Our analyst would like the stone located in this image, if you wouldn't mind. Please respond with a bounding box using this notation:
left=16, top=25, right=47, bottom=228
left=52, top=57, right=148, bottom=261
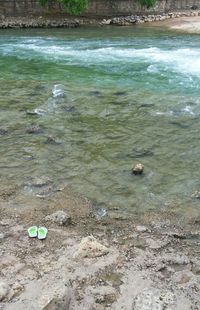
left=172, top=270, right=193, bottom=285
left=7, top=282, right=24, bottom=300
left=191, top=5, right=198, bottom=10
left=62, top=106, right=75, bottom=113
left=191, top=191, right=200, bottom=199
left=132, top=163, right=144, bottom=175
left=101, top=19, right=111, bottom=25
left=45, top=211, right=71, bottom=226
left=136, top=225, right=149, bottom=233
left=26, top=108, right=46, bottom=116
left=74, top=236, right=109, bottom=258
left=89, top=286, right=117, bottom=304
left=45, top=136, right=61, bottom=145
left=52, top=84, right=65, bottom=98
left=0, top=281, right=10, bottom=301
left=132, top=288, right=175, bottom=310
left=26, top=124, right=43, bottom=134
left=164, top=254, right=190, bottom=265
left=30, top=176, right=52, bottom=187
left=0, top=128, right=8, bottom=135
left=38, top=284, right=71, bottom=310
left=0, top=233, right=5, bottom=240
left=146, top=238, right=169, bottom=250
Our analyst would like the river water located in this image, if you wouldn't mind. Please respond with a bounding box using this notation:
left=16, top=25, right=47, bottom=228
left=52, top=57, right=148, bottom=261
left=0, top=26, right=200, bottom=218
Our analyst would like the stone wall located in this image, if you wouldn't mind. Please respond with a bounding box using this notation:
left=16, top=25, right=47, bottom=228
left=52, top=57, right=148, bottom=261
left=0, top=0, right=200, bottom=17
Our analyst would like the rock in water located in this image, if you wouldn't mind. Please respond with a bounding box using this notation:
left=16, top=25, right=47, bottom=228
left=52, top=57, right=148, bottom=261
left=191, top=191, right=200, bottom=199
left=45, top=211, right=71, bottom=226
left=132, top=163, right=144, bottom=175
left=74, top=236, right=109, bottom=258
left=26, top=124, right=43, bottom=134
left=52, top=84, right=65, bottom=98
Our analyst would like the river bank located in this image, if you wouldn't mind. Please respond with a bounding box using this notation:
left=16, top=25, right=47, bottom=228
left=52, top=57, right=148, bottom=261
left=0, top=183, right=200, bottom=309
left=0, top=10, right=200, bottom=30
left=150, top=15, right=200, bottom=33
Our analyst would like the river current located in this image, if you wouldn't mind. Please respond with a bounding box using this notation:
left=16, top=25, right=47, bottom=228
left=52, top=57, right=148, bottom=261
left=0, top=26, right=200, bottom=218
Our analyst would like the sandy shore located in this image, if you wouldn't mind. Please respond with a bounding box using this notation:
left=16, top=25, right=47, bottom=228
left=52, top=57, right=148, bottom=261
left=151, top=16, right=200, bottom=33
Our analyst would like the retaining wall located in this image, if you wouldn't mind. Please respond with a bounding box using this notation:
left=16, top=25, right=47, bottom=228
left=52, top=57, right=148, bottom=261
left=0, top=0, right=200, bottom=17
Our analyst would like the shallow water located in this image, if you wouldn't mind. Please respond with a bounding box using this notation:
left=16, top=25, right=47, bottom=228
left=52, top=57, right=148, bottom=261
left=0, top=26, right=200, bottom=217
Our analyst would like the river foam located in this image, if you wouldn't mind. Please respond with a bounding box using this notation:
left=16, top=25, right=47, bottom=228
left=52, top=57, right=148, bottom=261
left=1, top=37, right=200, bottom=80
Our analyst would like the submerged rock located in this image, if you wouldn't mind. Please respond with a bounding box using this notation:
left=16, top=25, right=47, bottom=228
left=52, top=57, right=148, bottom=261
left=0, top=128, right=8, bottom=136
left=26, top=108, right=46, bottom=116
left=74, top=236, right=109, bottom=258
left=62, top=106, right=75, bottom=113
left=29, top=176, right=52, bottom=187
left=113, top=91, right=127, bottom=96
left=44, top=136, right=61, bottom=145
left=52, top=84, right=65, bottom=98
left=191, top=191, right=200, bottom=199
left=129, top=148, right=154, bottom=158
left=45, top=211, right=71, bottom=226
left=89, top=90, right=102, bottom=97
left=132, top=163, right=144, bottom=175
left=26, top=124, right=44, bottom=134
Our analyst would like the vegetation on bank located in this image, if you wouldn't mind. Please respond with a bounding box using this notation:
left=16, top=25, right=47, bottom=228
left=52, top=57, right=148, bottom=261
left=38, top=0, right=157, bottom=15
left=38, top=0, right=88, bottom=15
left=138, top=0, right=157, bottom=9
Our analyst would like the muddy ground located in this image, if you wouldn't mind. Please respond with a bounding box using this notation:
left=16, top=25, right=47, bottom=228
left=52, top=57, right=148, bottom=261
left=0, top=183, right=200, bottom=309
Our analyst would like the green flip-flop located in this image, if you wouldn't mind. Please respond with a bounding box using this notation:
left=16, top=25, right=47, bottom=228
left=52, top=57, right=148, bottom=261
left=38, top=227, right=48, bottom=240
left=28, top=226, right=38, bottom=238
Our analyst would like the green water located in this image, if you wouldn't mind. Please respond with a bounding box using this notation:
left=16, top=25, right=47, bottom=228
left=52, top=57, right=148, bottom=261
left=1, top=26, right=200, bottom=217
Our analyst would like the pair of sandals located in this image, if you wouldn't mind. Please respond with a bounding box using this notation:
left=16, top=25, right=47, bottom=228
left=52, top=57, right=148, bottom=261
left=28, top=226, right=48, bottom=240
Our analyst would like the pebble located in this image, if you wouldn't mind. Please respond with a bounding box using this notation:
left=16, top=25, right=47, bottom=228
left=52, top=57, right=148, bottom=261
left=26, top=124, right=43, bottom=134
left=45, top=210, right=71, bottom=226
left=132, top=163, right=144, bottom=175
left=191, top=191, right=200, bottom=199
left=74, top=236, right=109, bottom=258
left=136, top=225, right=149, bottom=233
left=45, top=136, right=61, bottom=145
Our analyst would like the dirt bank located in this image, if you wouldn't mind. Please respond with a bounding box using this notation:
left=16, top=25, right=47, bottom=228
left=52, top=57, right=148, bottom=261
left=0, top=183, right=199, bottom=309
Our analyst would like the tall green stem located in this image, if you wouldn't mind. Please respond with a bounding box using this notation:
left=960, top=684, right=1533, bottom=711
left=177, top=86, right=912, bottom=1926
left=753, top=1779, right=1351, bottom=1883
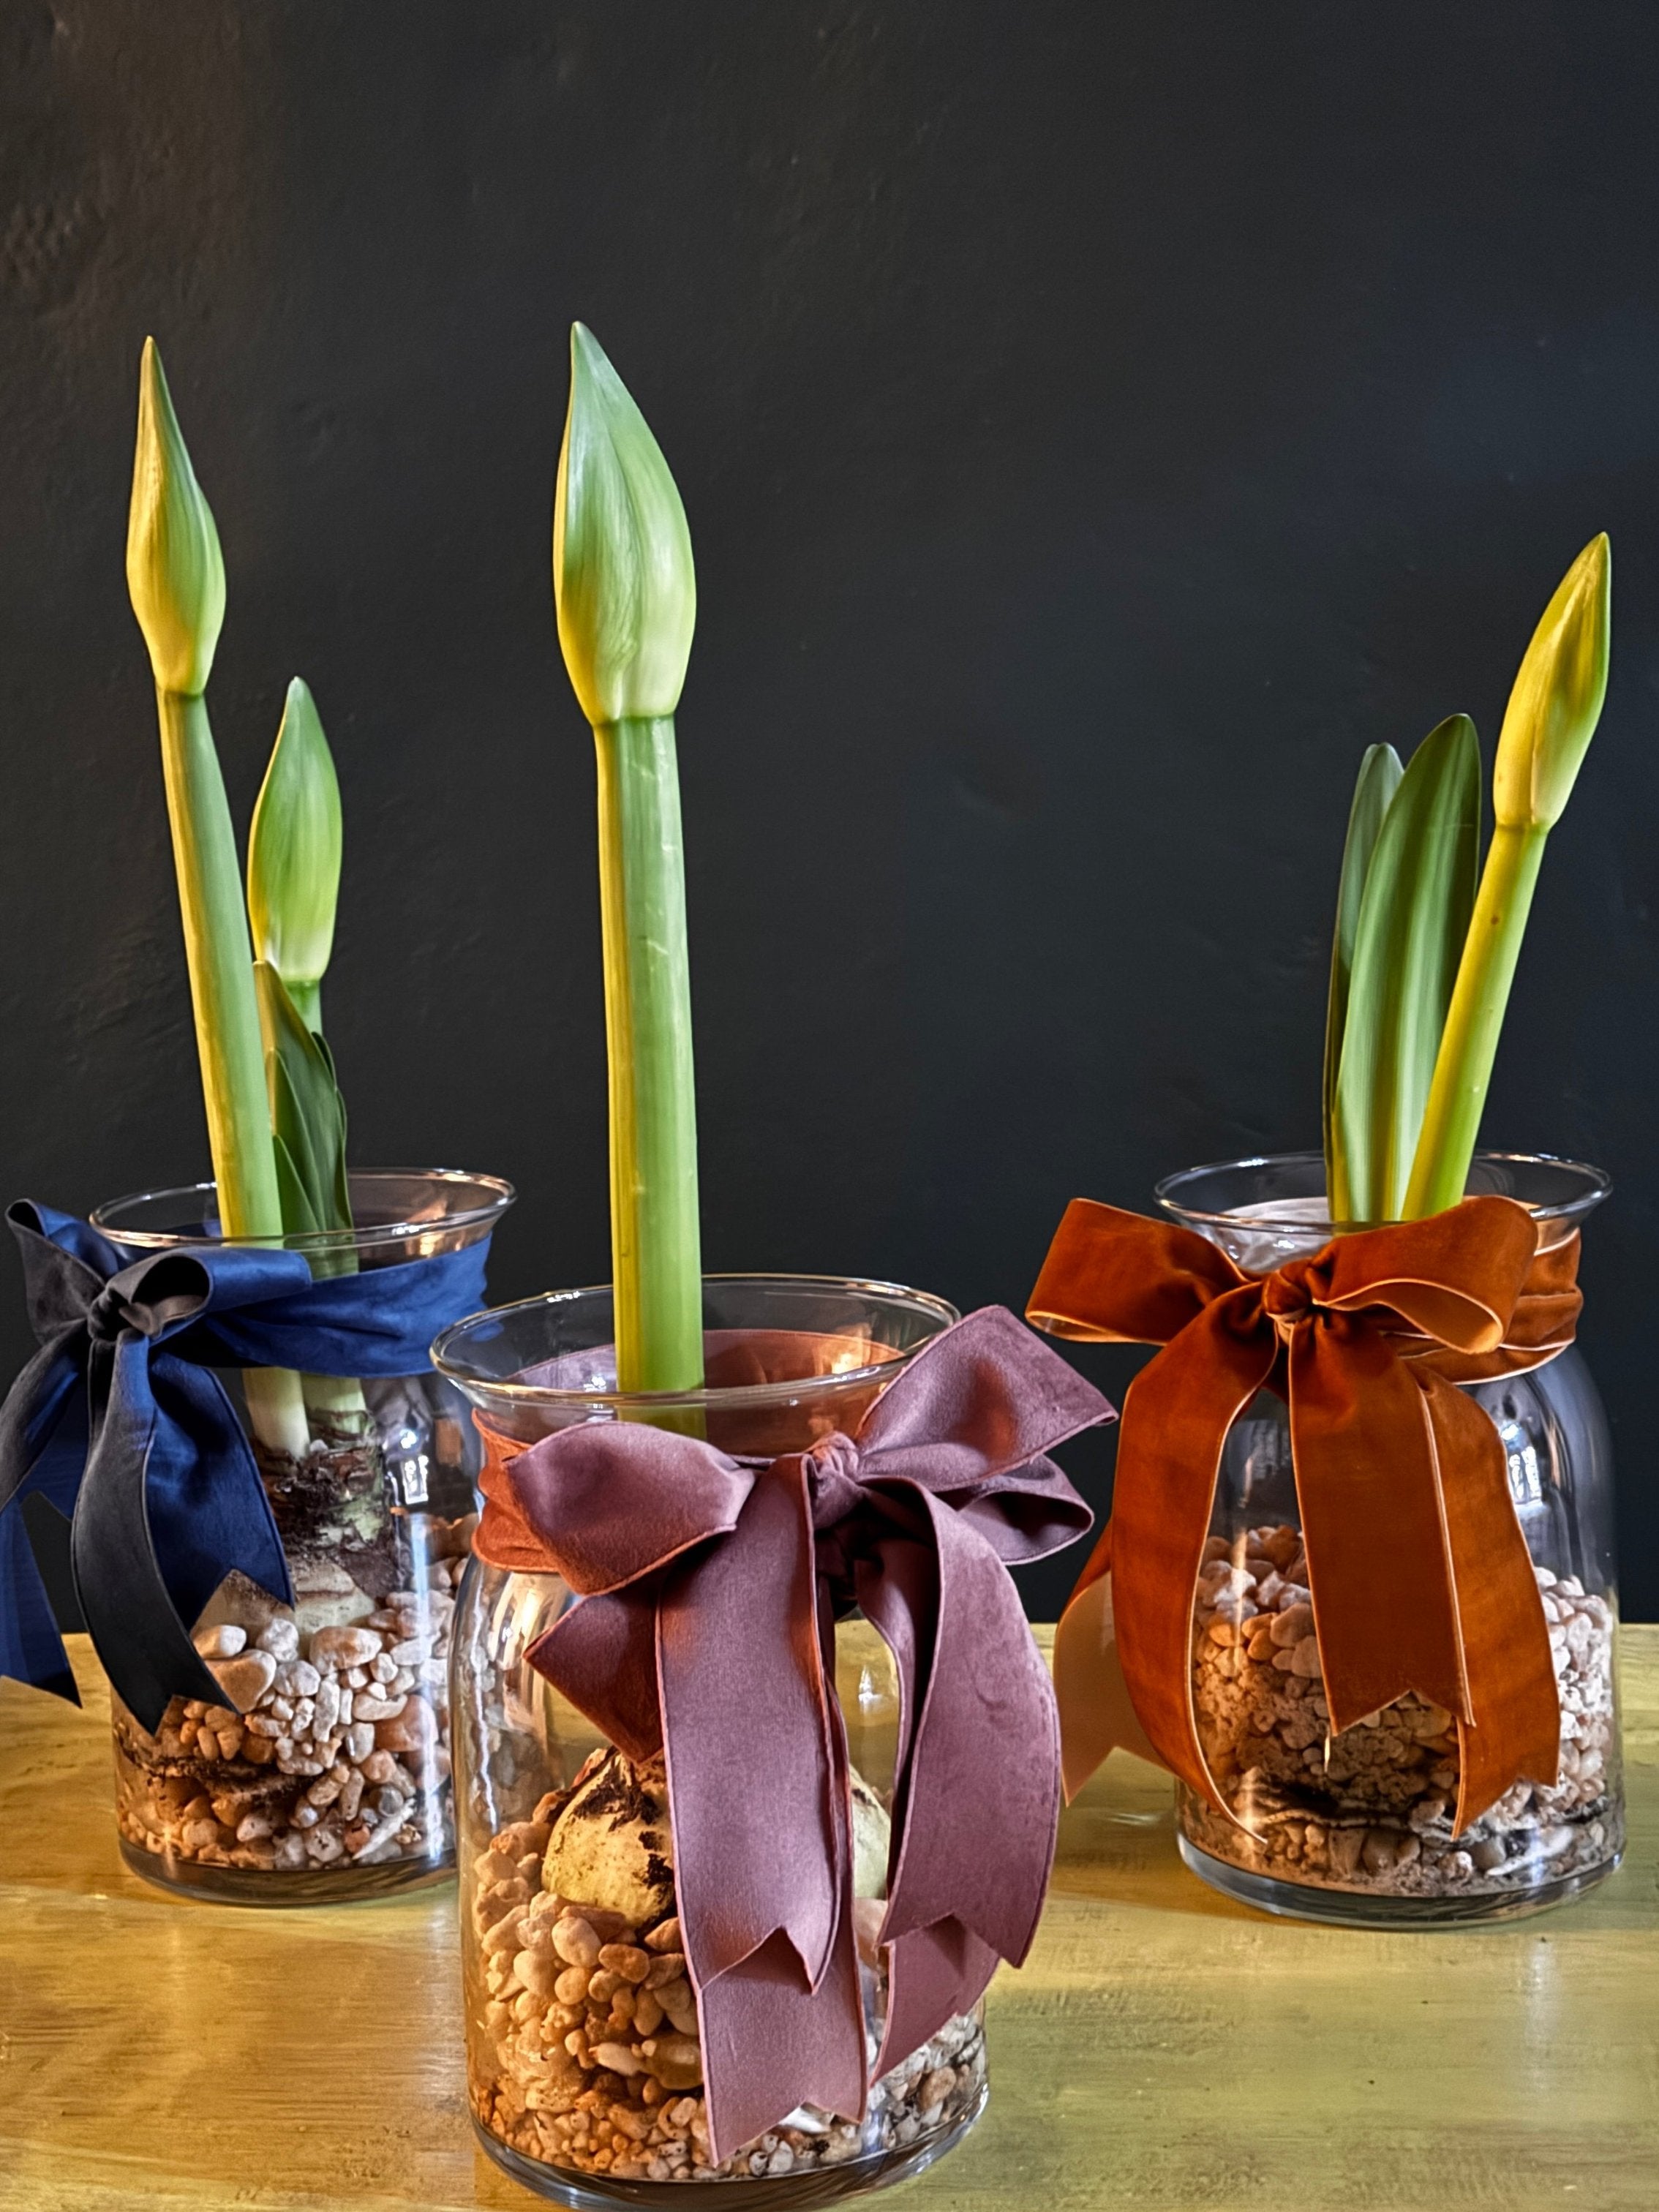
left=157, top=691, right=310, bottom=1452
left=595, top=715, right=703, bottom=1393
left=1403, top=823, right=1546, bottom=1218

++++

[Work item] Show every line of the records above that contains the word "green".

[Exercise output]
Our analyst would like the green flip-flop located in this image, if you wouldn't mind. Please respond with a bounding box using this notation:
Our analyst would like the green water located in this image, if you wouldn't mind. Please respond with a bounding box using this notation:
Our analyst would like the tall green stem located in this image, if you wouldn't mind. Please respond with a bounding box using this notation:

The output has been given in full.